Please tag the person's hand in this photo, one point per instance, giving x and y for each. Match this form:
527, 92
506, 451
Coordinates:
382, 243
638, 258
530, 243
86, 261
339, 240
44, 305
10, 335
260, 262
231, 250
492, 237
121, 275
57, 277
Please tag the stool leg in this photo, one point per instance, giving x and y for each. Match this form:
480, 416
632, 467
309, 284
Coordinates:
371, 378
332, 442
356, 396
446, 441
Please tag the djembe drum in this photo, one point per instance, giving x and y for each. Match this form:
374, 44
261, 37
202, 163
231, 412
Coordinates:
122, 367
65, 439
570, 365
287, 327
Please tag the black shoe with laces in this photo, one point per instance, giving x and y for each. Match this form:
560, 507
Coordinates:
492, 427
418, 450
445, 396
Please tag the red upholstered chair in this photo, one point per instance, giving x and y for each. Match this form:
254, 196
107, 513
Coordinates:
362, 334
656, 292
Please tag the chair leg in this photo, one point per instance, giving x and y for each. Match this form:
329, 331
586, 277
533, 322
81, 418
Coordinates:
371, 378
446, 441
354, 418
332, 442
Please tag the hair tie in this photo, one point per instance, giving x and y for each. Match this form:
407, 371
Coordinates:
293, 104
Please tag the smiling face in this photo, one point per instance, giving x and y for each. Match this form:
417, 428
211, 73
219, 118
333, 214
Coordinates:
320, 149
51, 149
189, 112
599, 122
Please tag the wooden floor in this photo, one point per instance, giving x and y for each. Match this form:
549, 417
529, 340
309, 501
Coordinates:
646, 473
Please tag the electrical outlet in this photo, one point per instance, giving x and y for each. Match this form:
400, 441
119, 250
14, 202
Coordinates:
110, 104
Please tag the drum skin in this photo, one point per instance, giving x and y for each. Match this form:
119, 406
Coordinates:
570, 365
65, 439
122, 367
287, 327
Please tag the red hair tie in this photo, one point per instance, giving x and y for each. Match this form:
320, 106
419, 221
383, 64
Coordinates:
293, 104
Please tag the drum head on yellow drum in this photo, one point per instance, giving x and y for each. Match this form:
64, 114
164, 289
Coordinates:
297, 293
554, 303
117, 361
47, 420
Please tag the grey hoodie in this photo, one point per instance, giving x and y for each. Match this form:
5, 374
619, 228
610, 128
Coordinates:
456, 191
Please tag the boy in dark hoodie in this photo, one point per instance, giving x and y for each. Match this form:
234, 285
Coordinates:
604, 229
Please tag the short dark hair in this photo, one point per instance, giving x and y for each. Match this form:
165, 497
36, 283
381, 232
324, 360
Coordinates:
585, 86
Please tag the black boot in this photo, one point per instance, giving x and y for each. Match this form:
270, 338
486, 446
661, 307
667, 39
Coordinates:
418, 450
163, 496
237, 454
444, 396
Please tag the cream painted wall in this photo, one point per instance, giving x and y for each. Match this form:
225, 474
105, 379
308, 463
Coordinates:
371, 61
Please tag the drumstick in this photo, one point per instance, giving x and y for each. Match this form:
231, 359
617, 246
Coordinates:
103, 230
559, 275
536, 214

________

Give the full listing above again, exactly as it was presented.

Please tag the person's hand in this photo, one point per instance, giving x and y for each. Match this form:
527, 92
506, 451
Coordinates:
382, 243
638, 258
530, 243
86, 261
339, 240
44, 305
10, 335
260, 262
231, 250
492, 237
121, 275
57, 277
Please tag the stool leg in this photo, one point per instance, giving x and y for each. Match this form:
480, 416
632, 467
309, 284
Coordinates:
371, 378
332, 442
356, 396
446, 441
Please tag the djembe drum in this photo, one point per instance, giving x and y for each. Match this form:
374, 44
261, 37
202, 163
231, 412
Coordinates:
122, 367
65, 439
570, 365
287, 327
Please tag the black shoe with laces in this photo, one point per instance, giving x and y for each. Match this form:
560, 507
Coordinates:
492, 427
418, 450
445, 396
Please tag the red upholstered chair in this photo, one point per instance, giving x and y for each. Match this form:
254, 196
107, 513
Coordinates:
362, 334
656, 292
Please tag the chair leg in this photo, one point per instance, giving x and y for each. Match this form:
329, 331
586, 277
533, 322
81, 418
Coordinates:
371, 378
446, 441
354, 418
332, 442
Please tag the hair tie in this photo, one point per instance, giving x and y for each. Match this form:
407, 371
Coordinates:
293, 104
Please tag the smiling face in this photo, one point per instance, giving x and y for each. Match this form:
417, 428
211, 73
219, 118
333, 214
Coordinates:
320, 149
51, 149
189, 112
599, 122
Please tag the wooden floor in this photo, one point per instance, giving x and y for each. Match this form:
549, 417
529, 340
309, 501
Coordinates:
646, 473
Please tag the electrical outlet in this photo, one point per instance, giving x and y for each. Match this form:
400, 441
119, 250
14, 202
Coordinates:
110, 104
Please tag the drum skin in this photo, one point per instance, giving x and y for each. Match this form:
119, 406
Coordinates:
570, 365
65, 439
122, 367
287, 327
Please tag the red hair tie in this photo, one point per instance, giving x and y for each. Match this form:
320, 106
419, 221
383, 64
Coordinates:
293, 104
Please tag the drum head on yellow drum in this photo, one point per instance, giving x and y for each. Match this form:
64, 114
164, 289
Coordinates:
297, 293
554, 303
117, 361
47, 420
Please tag the grey hoodie in this photo, one point per instance, giving x and y for each. Match this form:
5, 374
619, 228
610, 128
Coordinates:
456, 191
Please tag the boy in dark hoodie in this photo, one point per instance, giving x and y for each. Match this form:
234, 285
Coordinates:
604, 229
Please tag the short dark hair in this photo, one point per instance, giving x and y for each. Match this form:
165, 497
36, 283
381, 232
324, 360
Coordinates:
585, 86
Please tag the black boot in this photo, one point per instance, giving x and y for each. Match this form:
270, 338
486, 446
661, 307
667, 39
Coordinates:
418, 450
163, 496
237, 454
444, 396
Please tag the cream painted wall in this photo, one point per instance, giving x and y for each. Match this form:
225, 474
105, 379
308, 463
Coordinates:
371, 61
Please tag the drumstick in this photo, one point per instance, giving x and y for each. Match this form:
231, 359
617, 246
Coordinates:
103, 230
559, 275
536, 214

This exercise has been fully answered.